Why This Round of Immigration Reform Is Different

Because the immigrant rights movement is ready, says Pramila Jayapal. We've deepened, grown--and built strength out of previous losses.

By Pramila Jayapal Jan 16, 2013

Senior Administration officials told The New York Times this week that President Obama intends to move an "ambitious" and comprehensive push for immigration reform through Congress in the coming months. Four years ago, it was a very different situation. Progressive groups–dizzy from the win of the first African-American president and his preacher’s call for change–had a long list of competing priorities for the president, with the economy and health care winning out. Understanding how immigration reform "earned" its way to the top of the progressive agenda should shape the movement’s strategy in the coming months.
============================================================
» **Requirements**
Translate this sentence from the article on immigration reform into Spanish: "Four years ago, it was a very different situation."

» **Data shown**
============================================================
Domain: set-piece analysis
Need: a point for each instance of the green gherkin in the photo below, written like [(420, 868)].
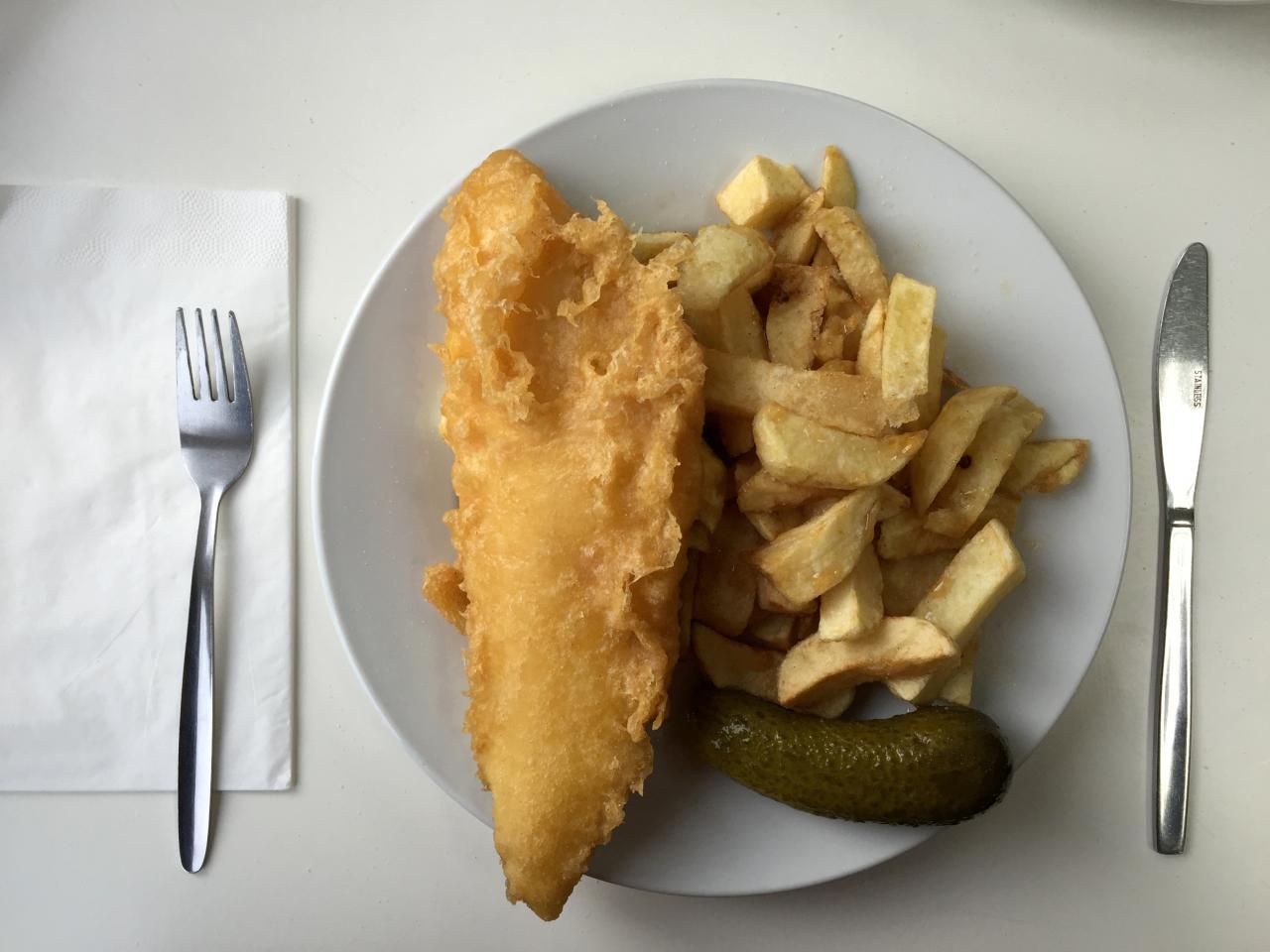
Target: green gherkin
[(931, 766)]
============================================================
» **Response for this exercise**
Hace cuatro años, la situación era muy diferente.